→ **Stated exercise**
Please edit the stretch from the start of the data through the line containing "xmin=188 ymin=59 xmax=288 ymax=174" so that "horse head" becomes "head of the horse", with everything else unchanged. Give back only those lines and leave the pictures out.

━━━━━━━━━━━━━━━━━━━━

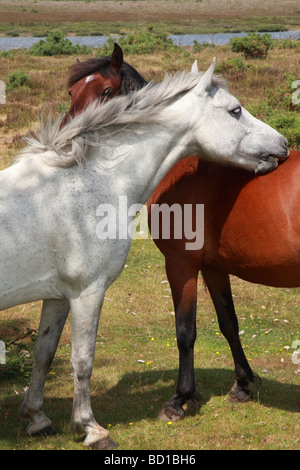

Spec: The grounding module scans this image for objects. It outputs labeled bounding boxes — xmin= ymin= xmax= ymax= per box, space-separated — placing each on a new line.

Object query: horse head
xmin=62 ymin=43 xmax=147 ymax=126
xmin=188 ymin=59 xmax=288 ymax=174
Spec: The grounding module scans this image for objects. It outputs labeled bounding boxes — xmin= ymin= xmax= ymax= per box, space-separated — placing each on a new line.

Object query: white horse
xmin=0 ymin=62 xmax=287 ymax=448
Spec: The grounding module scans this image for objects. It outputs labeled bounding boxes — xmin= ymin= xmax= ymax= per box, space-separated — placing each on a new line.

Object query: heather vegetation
xmin=0 ymin=23 xmax=300 ymax=451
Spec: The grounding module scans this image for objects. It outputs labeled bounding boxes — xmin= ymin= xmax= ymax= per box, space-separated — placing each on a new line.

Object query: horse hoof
xmin=229 ymin=386 xmax=252 ymax=403
xmin=158 ymin=405 xmax=184 ymax=421
xmin=27 ymin=424 xmax=58 ymax=437
xmin=85 ymin=436 xmax=119 ymax=450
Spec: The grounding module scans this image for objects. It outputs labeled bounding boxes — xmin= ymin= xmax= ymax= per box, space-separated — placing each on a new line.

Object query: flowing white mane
xmin=17 ymin=71 xmax=224 ymax=167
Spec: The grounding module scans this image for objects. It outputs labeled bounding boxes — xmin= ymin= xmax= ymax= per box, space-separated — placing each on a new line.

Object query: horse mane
xmin=17 ymin=71 xmax=224 ymax=167
xmin=68 ymin=56 xmax=147 ymax=93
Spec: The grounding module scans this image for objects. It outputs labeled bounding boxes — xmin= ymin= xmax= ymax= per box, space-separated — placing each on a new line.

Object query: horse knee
xmin=177 ymin=326 xmax=196 ymax=352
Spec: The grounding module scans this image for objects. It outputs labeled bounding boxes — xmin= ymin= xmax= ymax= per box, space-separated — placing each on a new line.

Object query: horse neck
xmin=92 ymin=120 xmax=189 ymax=204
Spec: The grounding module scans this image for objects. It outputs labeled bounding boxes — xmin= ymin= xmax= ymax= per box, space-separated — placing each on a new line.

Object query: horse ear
xmin=191 ymin=60 xmax=198 ymax=73
xmin=110 ymin=43 xmax=123 ymax=72
xmin=194 ymin=57 xmax=216 ymax=94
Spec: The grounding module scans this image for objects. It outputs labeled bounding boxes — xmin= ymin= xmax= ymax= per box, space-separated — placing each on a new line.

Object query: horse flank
xmin=16 ymin=71 xmax=225 ymax=168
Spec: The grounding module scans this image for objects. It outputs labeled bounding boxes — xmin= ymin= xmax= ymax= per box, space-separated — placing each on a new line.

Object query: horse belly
xmin=0 ymin=174 xmax=61 ymax=310
xmin=215 ymin=234 xmax=300 ymax=287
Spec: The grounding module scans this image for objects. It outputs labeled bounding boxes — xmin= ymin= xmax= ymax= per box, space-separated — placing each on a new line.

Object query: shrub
xmin=6 ymin=70 xmax=29 ymax=90
xmin=28 ymin=29 xmax=89 ymax=56
xmin=98 ymin=30 xmax=184 ymax=55
xmin=230 ymin=33 xmax=273 ymax=59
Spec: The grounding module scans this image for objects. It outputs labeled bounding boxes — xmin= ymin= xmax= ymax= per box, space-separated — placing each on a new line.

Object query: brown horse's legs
xmin=201 ymin=269 xmax=254 ymax=401
xmin=160 ymin=260 xmax=198 ymax=421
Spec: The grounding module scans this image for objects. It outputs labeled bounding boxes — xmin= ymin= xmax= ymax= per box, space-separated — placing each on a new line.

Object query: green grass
xmin=0 ymin=33 xmax=300 ymax=450
xmin=0 ymin=240 xmax=300 ymax=450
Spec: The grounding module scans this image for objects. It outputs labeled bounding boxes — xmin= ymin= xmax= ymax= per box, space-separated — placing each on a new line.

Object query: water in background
xmin=0 ymin=31 xmax=300 ymax=51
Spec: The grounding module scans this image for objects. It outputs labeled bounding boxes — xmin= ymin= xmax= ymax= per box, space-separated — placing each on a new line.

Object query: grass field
xmin=0 ymin=0 xmax=300 ymax=35
xmin=0 ymin=22 xmax=300 ymax=451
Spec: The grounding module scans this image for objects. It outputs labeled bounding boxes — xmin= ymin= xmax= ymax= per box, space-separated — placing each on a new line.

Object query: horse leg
xmin=70 ymin=287 xmax=117 ymax=449
xmin=20 ymin=300 xmax=69 ymax=436
xmin=201 ymin=269 xmax=254 ymax=402
xmin=159 ymin=260 xmax=198 ymax=421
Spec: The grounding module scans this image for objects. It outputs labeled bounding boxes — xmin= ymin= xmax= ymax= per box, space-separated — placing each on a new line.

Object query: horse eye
xmin=102 ymin=88 xmax=114 ymax=97
xmin=230 ymin=106 xmax=242 ymax=116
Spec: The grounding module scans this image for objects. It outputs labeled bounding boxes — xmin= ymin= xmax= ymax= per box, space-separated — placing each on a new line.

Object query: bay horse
xmin=148 ymin=150 xmax=300 ymax=420
xmin=0 ymin=61 xmax=287 ymax=448
xmin=61 ymin=43 xmax=147 ymax=126
xmin=62 ymin=57 xmax=294 ymax=420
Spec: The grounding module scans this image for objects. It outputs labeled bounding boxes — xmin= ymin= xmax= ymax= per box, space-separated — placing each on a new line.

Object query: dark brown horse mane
xmin=68 ymin=56 xmax=147 ymax=93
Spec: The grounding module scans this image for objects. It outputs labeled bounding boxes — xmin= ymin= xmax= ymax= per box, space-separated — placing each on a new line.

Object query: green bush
xmin=98 ymin=30 xmax=186 ymax=55
xmin=247 ymin=74 xmax=300 ymax=149
xmin=230 ymin=33 xmax=273 ymax=59
xmin=28 ymin=30 xmax=90 ymax=56
xmin=216 ymin=57 xmax=251 ymax=75
xmin=6 ymin=70 xmax=29 ymax=90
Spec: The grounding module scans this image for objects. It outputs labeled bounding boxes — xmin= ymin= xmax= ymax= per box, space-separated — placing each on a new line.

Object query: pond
xmin=0 ymin=31 xmax=300 ymax=51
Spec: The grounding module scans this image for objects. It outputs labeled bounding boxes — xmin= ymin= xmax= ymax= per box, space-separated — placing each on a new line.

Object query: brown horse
xmin=61 ymin=44 xmax=147 ymax=126
xmin=62 ymin=55 xmax=300 ymax=420
xmin=148 ymin=150 xmax=300 ymax=420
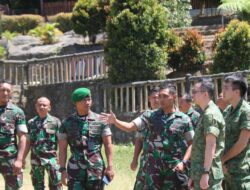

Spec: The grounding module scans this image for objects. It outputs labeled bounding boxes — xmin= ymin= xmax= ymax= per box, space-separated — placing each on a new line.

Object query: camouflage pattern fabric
xmin=0 ymin=103 xmax=28 ymax=190
xmin=187 ymin=107 xmax=200 ymax=130
xmin=133 ymin=109 xmax=194 ymax=190
xmin=191 ymin=101 xmax=225 ymax=189
xmin=224 ymin=99 xmax=250 ymax=190
xmin=28 ymin=114 xmax=62 ymax=190
xmin=59 ymin=112 xmax=111 ymax=190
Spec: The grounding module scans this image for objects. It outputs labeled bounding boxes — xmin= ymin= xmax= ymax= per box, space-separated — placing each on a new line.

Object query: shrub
xmin=29 ymin=23 xmax=62 ymax=44
xmin=168 ymin=30 xmax=205 ymax=71
xmin=48 ymin=13 xmax=73 ymax=32
xmin=72 ymin=0 xmax=109 ymax=43
xmin=2 ymin=15 xmax=44 ymax=34
xmin=212 ymin=20 xmax=250 ymax=73
xmin=105 ymin=0 xmax=167 ymax=83
xmin=0 ymin=46 xmax=6 ymax=59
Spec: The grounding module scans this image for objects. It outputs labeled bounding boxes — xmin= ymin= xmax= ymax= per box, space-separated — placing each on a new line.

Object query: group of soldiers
xmin=0 ymin=75 xmax=250 ymax=190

━━━━━━━━━━━━━━━━━━━━

→ **Expected answer**
Spec: The grounding module scans this image for objects. It outputs labeled bounding boxes — xmin= ymin= xmax= ymax= per box, space-separated — placing each on a new line.

Object query: head of the horse
xmin=62 ymin=43 xmax=147 ymax=126
xmin=188 ymin=59 xmax=288 ymax=174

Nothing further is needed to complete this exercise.